▸ **EXCERPT**:
——————————
All women who are living in households with men, even the most "religious" ones, must be diligent about searching their own "home" computers. My shocking experience didn't come from a website. It came from what was sitting on the hard drive of my own computer. A great number of predators, or even those taking the "next step" from hours of "innocently" surfing porn, are living with normal families with children either under roof or have visiting grandkids.

Learn to check your hard drive, ladies. Protect your kids and other women's kids.

Post 67 of 118

Um, yeah

by Archus - 4/12/07 6:46 AM In reply to: The Predator may be living with you. by babybiz

So I'm supposing by this statement that you're saying only men are predators. That's a bit concerning.

Post 68 of 118

Hate to say it but...

by peterCIS - 4/17/07 1:09 PM In reply to: Um, yeah by Archus

Actually, statistically she is correct. Most online predators are men.

Post 69 of 118

That's nice Peter.....
——————————
▸ **DATA LINES**:
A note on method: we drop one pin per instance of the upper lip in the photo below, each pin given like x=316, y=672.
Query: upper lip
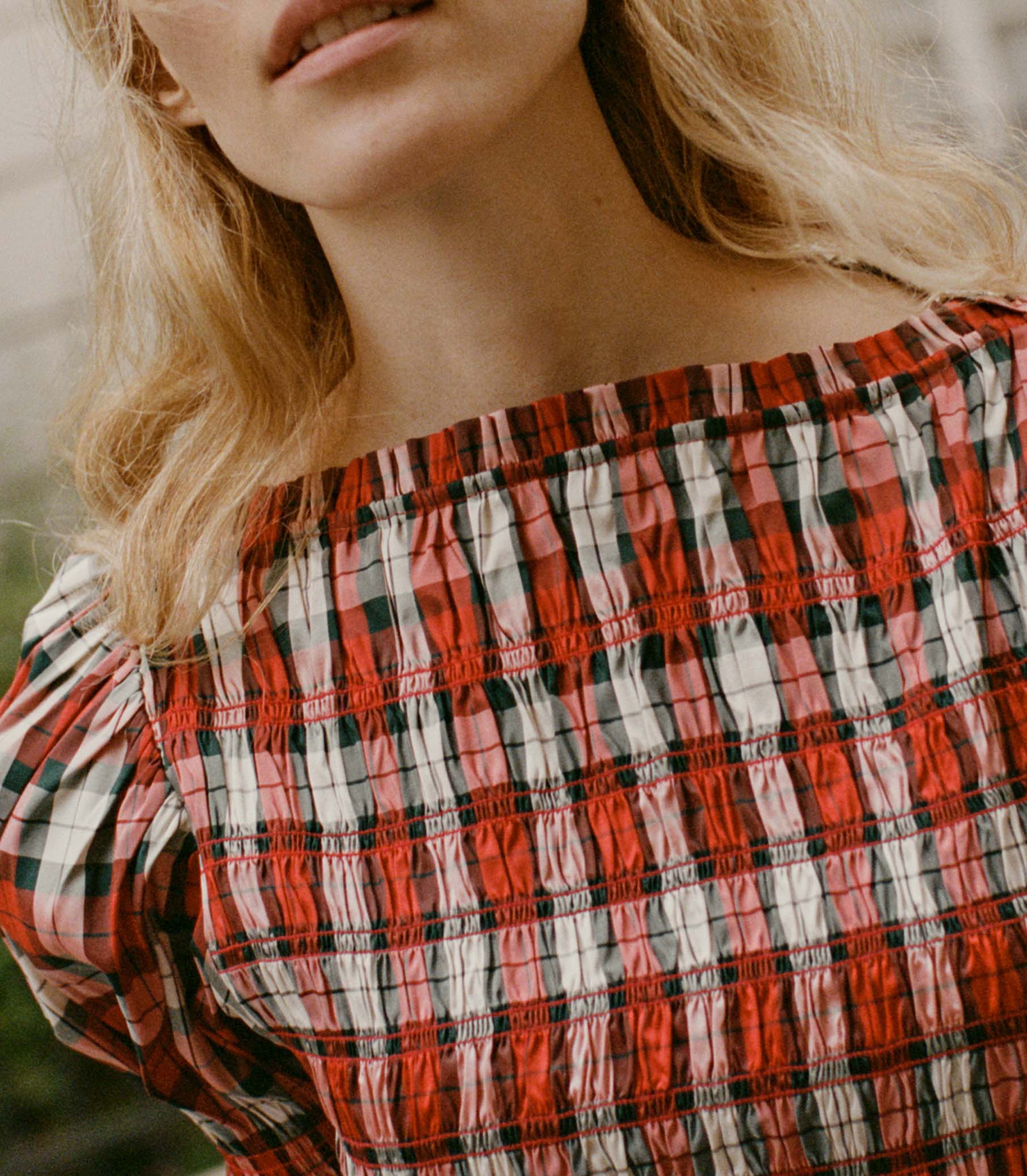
——————————
▸ **WORK INSTRUCTIONS**:
**1.** Reproduce the passage of the forum thread on online predators from "So I'm supposing" up to and including "predators are men.".
**2.** In the forum thread on online predators, where did the first poster's shocking experience come from?
**3.** Carry the forum thread on online predators forward from the point where it stops.

▸ **SOLVED TASKS**:
**1.**
So I'm supposing by this statement that you're saying only men are predators. That's a bit concerning.

Post 68 of 118

Hate to say it but...

by peterCIS - 4/17/07 1:09 PM In reply to: Um, yeah by Archus

Actually, statistically she is correct. Most online predators are men.

**2.** It came from what was sitting on the hard drive of the poster's own computer, not from a website.

**3.**
by Archus - 4/18/07 6:09 AM In reply to: Hate to say it but... by peterCIS

since you failed to mention, statistiaclly, the amount of males that are sexually harassed, molested, or otherwise sexually scarred by women. Why are the stats on this so low? Because they go unreported or unbelieved. Let's not further the sexual divide in this country by giving the paranoid of this country a little more ammunition. While we are talking about statistics, let's remember that most cases of child abuse happen in the home, not online, and let us also consider how many mothers destroy their children with their paranoia. (my mother was one, so don't tell me it doesn't happen.)

This thread is about how to keep children and adults safer in a digital world where parents and spouses have to look for other clues than just the physical things they've learned to look for. The people focusing solely on abusers, predators, ethics, and morals seem to be missing the point. While your personal morals and those in your household play a big part in the development of your childrenand how they view the enviroment around them, including the internet, it does not answer the question of how you keep them safe on the internet.

Thankfully, those who have decided to stay on topic have provided some helpful answers, whether or not I agree with their solution, it is at least a solution.

Hunter.

Post 70 of 118

The Paranoia Kicks In Hard!

by Beaters - 4/12/07 7:27 AM In reply to: The Predator may be living with you. by babybiz

Oooh! Maybe you shouldn't allow a computer or a net connection in your house? Time to get a grip.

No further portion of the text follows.